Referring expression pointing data
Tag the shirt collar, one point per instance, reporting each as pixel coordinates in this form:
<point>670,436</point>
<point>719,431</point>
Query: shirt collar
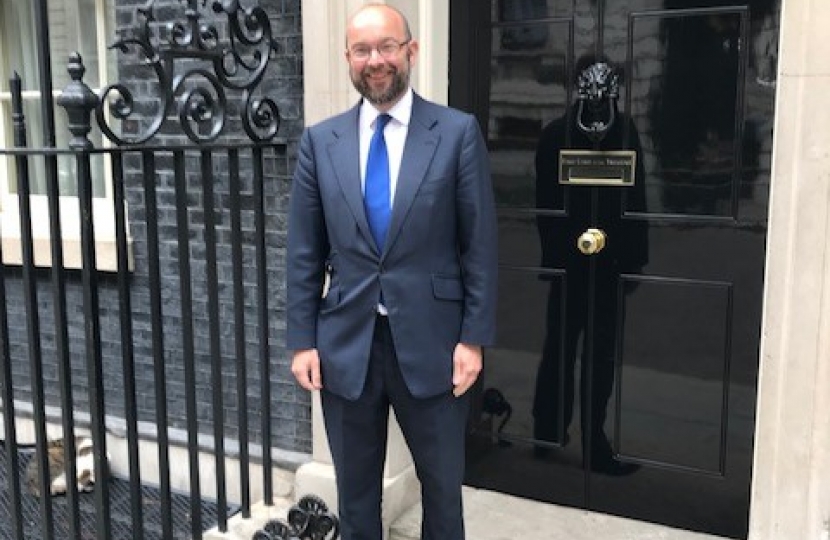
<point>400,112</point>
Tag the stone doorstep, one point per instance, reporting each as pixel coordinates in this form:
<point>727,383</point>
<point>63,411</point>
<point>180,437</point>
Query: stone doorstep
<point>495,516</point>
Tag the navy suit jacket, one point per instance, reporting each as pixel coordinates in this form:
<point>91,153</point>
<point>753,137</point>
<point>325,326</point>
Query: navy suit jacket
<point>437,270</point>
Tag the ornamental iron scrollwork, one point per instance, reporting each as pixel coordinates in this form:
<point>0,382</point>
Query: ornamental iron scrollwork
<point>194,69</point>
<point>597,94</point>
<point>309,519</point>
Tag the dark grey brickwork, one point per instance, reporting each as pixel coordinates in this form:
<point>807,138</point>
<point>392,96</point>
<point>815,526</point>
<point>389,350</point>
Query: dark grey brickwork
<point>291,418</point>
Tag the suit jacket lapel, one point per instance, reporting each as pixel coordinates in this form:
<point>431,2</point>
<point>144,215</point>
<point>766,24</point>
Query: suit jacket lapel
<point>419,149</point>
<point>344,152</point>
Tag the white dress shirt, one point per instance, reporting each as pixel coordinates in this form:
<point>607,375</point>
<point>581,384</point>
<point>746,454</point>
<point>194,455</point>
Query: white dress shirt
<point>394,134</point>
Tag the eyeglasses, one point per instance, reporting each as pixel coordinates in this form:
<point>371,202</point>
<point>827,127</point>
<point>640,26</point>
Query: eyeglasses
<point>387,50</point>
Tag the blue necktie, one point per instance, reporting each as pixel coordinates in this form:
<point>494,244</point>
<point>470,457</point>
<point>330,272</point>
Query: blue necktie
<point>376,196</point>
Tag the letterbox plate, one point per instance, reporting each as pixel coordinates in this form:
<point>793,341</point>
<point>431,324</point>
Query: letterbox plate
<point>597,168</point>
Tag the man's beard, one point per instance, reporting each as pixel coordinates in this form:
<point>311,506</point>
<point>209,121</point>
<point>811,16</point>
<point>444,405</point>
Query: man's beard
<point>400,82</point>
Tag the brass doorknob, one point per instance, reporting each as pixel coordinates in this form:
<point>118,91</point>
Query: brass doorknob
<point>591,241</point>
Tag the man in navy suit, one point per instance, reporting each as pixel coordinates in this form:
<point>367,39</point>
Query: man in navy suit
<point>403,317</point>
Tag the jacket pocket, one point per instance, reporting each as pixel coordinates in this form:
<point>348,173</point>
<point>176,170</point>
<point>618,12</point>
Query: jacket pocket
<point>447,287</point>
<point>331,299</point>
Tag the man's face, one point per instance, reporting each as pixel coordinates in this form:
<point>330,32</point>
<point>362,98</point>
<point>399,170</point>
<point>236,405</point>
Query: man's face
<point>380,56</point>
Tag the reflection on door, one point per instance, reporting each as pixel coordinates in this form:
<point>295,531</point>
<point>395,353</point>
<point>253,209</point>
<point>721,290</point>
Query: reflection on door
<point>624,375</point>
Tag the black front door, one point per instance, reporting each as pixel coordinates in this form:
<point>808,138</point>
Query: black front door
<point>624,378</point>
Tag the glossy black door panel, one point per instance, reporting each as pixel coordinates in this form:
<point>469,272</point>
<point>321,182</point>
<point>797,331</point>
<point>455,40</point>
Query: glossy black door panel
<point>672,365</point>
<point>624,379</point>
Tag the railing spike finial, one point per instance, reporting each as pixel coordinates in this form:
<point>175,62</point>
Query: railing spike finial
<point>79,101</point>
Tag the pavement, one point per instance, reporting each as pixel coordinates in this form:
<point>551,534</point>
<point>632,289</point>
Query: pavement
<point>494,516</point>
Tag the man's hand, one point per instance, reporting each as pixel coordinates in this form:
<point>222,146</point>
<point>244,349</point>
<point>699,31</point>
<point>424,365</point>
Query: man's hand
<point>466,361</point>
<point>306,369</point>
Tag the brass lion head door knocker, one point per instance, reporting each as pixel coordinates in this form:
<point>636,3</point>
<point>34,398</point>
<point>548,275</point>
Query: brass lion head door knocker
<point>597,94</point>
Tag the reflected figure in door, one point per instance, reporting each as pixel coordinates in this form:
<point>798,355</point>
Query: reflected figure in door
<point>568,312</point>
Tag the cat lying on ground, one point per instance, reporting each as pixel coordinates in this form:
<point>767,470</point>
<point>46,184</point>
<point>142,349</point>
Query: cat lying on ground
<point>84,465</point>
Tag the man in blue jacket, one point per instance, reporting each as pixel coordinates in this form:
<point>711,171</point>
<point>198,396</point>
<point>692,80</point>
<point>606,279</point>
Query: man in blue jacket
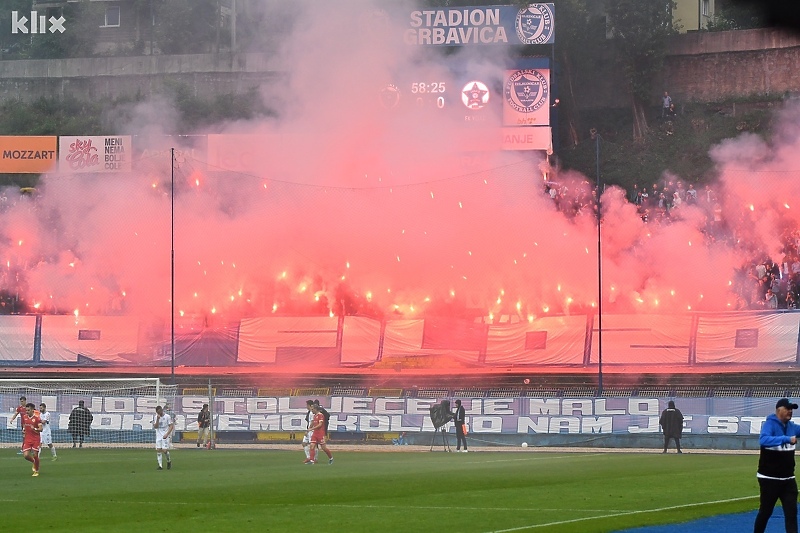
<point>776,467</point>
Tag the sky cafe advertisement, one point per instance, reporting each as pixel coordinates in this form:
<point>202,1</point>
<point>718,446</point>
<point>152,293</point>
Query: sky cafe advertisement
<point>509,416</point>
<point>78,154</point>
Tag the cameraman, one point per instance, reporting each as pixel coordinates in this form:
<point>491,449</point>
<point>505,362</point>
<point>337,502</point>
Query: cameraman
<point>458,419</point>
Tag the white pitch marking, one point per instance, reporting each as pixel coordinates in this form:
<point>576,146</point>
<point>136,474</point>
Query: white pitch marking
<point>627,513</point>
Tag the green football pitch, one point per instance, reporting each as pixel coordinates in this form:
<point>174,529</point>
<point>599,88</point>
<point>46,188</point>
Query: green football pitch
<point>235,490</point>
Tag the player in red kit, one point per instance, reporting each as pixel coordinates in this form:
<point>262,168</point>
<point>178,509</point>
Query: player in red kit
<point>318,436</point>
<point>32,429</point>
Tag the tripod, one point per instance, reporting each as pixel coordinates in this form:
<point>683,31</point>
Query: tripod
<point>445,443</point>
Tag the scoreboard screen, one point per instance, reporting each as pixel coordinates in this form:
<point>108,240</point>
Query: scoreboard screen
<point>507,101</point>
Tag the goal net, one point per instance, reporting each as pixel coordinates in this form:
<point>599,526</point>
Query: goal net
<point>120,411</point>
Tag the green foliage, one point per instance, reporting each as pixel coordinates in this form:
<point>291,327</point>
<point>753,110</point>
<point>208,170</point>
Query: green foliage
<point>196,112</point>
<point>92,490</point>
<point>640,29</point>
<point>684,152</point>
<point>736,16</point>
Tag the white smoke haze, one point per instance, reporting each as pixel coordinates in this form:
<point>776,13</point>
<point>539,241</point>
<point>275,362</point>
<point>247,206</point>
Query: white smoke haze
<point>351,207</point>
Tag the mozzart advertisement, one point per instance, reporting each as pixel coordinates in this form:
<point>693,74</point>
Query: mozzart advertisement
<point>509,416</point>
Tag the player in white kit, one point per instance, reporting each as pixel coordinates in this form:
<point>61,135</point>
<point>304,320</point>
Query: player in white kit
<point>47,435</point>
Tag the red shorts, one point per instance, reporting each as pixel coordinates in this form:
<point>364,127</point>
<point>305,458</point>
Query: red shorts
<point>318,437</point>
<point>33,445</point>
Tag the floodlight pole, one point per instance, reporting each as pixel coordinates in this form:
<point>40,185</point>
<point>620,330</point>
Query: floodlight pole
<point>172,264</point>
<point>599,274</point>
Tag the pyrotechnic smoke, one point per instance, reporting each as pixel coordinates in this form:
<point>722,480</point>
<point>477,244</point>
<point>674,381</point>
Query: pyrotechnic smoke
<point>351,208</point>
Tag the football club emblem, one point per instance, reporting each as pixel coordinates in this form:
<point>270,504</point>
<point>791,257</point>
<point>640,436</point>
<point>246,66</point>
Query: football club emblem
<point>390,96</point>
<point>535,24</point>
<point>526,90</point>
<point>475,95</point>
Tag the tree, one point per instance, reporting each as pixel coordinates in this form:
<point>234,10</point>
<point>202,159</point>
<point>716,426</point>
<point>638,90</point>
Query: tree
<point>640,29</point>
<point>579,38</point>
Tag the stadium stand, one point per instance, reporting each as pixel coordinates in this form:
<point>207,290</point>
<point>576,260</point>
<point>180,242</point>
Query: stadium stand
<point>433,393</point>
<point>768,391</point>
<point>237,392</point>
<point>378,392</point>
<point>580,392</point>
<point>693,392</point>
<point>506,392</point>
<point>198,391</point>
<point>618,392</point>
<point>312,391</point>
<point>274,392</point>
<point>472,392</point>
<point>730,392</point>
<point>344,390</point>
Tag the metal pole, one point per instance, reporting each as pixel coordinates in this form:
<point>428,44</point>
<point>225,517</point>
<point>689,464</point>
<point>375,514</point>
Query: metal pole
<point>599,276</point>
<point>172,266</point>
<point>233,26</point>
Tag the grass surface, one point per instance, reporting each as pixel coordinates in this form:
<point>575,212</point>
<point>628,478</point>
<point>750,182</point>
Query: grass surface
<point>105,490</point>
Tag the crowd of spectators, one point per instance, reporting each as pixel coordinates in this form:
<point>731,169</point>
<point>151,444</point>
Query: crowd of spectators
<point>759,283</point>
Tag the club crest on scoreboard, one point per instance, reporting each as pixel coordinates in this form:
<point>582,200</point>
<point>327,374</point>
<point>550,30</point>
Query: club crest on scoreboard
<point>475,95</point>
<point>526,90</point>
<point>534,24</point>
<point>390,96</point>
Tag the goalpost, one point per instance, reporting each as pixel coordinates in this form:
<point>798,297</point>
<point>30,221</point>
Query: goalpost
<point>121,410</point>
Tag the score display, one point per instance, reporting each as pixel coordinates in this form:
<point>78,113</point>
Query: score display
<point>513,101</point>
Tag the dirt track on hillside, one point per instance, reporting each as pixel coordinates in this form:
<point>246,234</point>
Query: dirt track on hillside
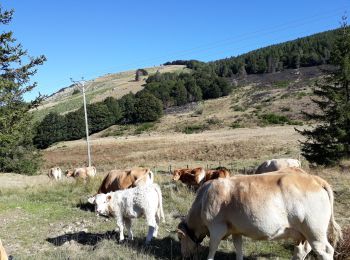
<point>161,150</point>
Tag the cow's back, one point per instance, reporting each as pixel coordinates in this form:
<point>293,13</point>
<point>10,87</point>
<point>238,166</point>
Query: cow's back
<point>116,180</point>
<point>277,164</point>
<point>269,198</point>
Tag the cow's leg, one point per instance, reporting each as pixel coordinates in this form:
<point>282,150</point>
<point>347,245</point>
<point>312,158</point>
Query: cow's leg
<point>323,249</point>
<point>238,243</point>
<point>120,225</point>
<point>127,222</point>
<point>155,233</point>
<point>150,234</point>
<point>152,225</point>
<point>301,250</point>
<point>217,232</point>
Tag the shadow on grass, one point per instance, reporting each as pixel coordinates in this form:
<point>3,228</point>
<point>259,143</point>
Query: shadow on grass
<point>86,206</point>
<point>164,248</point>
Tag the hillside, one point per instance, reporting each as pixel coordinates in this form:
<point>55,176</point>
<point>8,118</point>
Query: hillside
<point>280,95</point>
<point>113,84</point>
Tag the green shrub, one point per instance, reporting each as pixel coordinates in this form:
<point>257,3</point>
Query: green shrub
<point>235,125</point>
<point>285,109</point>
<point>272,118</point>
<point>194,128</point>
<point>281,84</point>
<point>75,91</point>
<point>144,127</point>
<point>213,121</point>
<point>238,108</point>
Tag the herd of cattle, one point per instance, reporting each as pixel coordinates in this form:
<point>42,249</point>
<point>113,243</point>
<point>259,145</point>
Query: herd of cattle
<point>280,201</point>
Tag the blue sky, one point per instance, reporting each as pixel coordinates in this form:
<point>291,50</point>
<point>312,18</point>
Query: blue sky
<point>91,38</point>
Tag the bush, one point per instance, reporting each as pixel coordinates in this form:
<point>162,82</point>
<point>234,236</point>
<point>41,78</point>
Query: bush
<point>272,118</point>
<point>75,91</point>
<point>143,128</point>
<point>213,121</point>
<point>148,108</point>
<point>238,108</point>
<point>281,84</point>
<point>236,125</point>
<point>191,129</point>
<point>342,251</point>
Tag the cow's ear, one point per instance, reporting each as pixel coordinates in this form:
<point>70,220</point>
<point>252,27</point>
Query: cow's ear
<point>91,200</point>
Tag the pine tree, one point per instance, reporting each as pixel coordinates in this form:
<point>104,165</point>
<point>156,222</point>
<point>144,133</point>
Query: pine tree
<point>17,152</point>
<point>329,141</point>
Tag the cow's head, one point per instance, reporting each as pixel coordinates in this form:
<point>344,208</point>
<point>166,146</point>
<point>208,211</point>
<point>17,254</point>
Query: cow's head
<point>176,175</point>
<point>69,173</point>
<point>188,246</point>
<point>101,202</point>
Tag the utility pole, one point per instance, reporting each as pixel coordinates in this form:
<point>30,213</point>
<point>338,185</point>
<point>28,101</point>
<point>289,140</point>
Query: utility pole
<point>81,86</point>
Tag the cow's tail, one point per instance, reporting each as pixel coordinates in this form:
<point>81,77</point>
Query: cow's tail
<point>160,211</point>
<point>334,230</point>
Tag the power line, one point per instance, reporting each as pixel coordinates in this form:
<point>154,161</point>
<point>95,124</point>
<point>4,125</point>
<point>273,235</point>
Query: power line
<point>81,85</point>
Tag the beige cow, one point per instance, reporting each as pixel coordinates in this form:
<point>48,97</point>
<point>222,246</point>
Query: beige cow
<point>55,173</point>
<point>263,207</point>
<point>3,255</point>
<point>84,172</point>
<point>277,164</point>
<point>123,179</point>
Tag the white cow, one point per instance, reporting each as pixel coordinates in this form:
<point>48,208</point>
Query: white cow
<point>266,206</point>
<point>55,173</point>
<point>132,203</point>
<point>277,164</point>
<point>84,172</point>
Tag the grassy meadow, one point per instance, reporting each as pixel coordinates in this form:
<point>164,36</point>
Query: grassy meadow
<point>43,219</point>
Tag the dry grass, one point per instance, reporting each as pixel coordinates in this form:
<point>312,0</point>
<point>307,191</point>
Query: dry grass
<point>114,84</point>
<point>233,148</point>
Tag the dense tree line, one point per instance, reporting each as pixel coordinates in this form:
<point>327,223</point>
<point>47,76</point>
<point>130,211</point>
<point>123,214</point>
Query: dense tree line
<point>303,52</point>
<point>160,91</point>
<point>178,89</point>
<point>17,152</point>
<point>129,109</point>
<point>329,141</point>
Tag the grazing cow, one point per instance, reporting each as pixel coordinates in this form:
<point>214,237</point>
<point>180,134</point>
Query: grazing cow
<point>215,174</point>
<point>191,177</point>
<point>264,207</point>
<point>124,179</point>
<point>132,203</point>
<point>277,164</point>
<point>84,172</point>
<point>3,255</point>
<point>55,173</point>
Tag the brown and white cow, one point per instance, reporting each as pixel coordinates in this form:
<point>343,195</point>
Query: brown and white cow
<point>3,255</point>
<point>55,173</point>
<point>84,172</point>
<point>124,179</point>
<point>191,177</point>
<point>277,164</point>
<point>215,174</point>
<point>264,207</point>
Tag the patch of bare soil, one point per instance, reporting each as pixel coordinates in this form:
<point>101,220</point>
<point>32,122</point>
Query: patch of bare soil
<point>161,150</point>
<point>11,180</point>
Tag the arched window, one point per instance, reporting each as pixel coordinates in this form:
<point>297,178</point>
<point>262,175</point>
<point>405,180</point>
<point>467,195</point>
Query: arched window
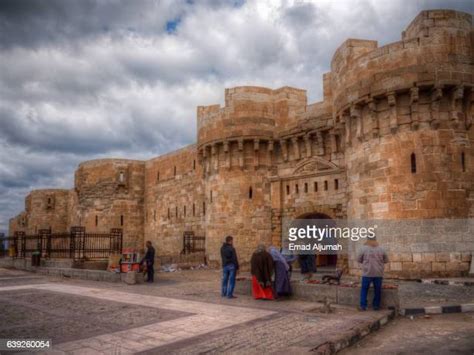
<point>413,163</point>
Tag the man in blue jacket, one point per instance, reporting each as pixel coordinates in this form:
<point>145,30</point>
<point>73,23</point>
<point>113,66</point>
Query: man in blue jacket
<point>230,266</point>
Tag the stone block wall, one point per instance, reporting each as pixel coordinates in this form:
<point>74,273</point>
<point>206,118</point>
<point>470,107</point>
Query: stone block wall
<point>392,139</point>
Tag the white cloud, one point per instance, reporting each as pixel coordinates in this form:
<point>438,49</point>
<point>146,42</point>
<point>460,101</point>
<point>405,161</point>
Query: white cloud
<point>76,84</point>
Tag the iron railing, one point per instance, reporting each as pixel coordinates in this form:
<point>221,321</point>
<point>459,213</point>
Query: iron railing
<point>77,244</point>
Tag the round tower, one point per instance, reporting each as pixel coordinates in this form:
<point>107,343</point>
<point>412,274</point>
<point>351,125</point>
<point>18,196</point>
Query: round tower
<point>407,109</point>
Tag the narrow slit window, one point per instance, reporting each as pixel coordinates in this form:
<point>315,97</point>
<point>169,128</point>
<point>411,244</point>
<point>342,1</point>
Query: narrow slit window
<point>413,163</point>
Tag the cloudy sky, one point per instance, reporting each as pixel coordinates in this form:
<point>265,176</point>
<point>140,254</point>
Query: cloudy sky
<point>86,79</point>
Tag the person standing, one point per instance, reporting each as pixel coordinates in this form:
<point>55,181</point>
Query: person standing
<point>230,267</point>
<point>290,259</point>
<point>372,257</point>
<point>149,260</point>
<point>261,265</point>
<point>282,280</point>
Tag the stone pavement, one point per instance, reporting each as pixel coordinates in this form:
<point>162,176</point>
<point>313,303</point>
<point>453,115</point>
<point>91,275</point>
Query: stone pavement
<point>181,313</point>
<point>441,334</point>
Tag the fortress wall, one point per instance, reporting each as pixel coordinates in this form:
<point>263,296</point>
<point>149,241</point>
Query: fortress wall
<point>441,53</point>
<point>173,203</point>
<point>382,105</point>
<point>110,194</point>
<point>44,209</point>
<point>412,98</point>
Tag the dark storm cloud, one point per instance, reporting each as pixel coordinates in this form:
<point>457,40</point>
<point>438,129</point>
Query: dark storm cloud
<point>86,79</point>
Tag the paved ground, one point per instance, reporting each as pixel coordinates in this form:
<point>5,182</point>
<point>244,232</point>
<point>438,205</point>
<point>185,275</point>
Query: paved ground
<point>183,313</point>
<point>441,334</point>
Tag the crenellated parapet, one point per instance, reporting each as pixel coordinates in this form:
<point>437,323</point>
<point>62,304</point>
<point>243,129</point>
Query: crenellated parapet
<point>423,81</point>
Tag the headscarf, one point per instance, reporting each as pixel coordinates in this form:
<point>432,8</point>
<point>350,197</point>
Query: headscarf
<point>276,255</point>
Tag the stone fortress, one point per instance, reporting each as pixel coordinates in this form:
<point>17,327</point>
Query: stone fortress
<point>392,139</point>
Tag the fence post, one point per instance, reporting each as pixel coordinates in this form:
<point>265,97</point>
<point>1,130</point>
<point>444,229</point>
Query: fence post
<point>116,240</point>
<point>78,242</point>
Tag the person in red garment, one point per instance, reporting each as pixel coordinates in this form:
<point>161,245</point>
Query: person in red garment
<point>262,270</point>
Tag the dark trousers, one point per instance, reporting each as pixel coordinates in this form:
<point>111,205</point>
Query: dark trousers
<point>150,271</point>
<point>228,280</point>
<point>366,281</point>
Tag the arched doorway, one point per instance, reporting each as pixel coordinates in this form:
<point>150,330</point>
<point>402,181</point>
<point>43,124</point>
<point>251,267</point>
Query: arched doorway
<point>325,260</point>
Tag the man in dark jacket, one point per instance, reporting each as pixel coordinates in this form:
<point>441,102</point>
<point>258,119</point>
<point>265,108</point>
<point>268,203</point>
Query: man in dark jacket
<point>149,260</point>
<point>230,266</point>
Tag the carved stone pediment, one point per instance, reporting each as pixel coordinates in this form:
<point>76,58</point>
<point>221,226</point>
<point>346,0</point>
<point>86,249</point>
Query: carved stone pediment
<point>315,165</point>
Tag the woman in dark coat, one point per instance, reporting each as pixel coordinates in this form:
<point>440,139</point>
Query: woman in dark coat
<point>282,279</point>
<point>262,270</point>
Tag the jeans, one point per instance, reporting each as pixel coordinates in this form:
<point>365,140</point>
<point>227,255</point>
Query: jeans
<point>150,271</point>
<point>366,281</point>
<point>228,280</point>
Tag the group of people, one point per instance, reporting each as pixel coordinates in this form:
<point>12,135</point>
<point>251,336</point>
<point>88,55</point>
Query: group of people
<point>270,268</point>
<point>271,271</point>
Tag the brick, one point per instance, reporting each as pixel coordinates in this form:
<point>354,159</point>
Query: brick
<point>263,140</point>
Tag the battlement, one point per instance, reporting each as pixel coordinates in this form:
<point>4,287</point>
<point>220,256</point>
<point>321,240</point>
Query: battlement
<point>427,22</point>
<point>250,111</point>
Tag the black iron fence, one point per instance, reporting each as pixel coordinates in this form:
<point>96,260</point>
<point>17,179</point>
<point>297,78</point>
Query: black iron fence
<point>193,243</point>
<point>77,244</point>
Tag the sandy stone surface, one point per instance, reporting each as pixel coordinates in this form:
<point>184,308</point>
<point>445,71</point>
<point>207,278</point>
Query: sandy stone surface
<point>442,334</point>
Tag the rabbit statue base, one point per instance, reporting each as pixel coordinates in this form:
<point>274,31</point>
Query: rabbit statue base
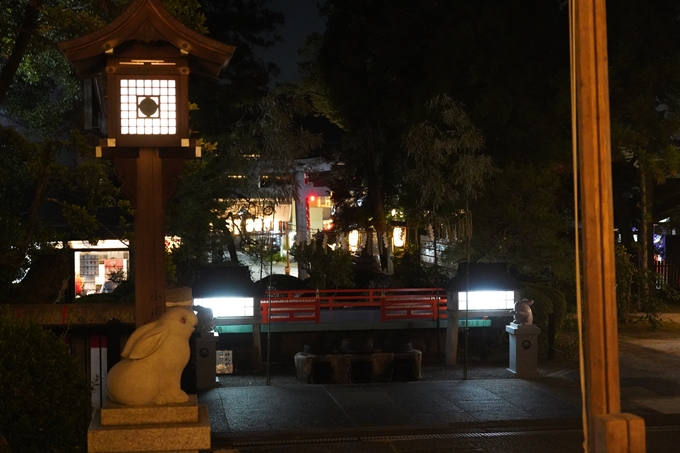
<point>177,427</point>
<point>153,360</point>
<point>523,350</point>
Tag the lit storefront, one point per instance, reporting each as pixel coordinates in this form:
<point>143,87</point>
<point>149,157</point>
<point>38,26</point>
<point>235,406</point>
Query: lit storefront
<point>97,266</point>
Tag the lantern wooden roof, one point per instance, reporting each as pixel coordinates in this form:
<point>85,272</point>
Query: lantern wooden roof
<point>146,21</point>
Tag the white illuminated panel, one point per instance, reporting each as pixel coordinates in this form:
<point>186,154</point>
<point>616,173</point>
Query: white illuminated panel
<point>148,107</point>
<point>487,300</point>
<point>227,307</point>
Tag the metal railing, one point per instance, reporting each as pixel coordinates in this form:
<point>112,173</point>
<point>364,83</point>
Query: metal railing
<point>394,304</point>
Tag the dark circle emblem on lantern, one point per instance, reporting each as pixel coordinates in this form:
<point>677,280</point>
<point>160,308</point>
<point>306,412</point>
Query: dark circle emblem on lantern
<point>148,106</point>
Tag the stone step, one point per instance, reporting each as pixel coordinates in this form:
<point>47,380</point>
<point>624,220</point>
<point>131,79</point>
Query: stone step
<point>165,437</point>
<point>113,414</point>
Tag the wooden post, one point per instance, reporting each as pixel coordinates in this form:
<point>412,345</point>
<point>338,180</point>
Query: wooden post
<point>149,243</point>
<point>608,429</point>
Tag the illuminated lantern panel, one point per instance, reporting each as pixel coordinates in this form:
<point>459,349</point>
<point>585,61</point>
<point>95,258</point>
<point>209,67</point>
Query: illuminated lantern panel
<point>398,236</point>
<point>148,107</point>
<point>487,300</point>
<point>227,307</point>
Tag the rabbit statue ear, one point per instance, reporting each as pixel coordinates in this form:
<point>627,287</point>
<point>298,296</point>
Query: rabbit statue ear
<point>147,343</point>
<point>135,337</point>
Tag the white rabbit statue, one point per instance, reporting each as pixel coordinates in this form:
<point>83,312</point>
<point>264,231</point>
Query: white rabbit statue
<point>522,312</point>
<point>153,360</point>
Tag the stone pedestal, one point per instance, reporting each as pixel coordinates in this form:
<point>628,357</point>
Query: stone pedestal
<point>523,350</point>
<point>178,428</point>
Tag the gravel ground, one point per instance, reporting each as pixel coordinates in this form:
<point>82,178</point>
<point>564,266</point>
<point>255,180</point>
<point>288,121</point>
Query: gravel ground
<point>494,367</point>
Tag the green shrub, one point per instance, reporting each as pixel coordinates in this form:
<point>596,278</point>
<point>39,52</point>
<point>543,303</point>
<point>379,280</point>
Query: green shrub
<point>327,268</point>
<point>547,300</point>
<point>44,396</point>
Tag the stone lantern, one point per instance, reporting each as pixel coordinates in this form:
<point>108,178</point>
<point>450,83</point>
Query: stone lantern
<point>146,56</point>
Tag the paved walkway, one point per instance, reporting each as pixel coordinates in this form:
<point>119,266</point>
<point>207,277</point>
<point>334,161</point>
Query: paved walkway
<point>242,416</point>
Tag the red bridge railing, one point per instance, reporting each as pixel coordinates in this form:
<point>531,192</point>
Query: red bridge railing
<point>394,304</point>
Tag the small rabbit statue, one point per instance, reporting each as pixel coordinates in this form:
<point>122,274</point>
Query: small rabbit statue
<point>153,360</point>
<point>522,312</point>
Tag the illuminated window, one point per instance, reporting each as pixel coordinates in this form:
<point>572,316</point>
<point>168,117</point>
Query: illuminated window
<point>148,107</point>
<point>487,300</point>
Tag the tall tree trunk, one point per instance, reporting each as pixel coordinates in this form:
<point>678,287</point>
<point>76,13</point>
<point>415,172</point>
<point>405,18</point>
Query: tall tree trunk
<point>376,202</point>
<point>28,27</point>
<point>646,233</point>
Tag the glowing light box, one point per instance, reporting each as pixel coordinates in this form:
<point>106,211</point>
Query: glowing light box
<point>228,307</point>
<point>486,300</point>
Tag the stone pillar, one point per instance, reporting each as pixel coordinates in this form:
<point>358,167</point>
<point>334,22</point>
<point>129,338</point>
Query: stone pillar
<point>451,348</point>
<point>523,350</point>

● Work instruction: Look above for the line with "<point>596,278</point>" and the line with "<point>334,161</point>", and reproduce exactly those two lines plus every line between, nothing more.

● Result of the exercise:
<point>596,278</point>
<point>39,52</point>
<point>543,303</point>
<point>379,280</point>
Query: green shrub
<point>327,268</point>
<point>547,300</point>
<point>44,396</point>
Tag the stone lantern, one point per instance, reporting each as pixel coordinates in this form:
<point>108,178</point>
<point>450,83</point>
Query: stone lantern
<point>146,56</point>
Tag the paved walkway, one point per instance, reporting each as pixel coordinates in this form:
<point>119,266</point>
<point>207,277</point>
<point>334,161</point>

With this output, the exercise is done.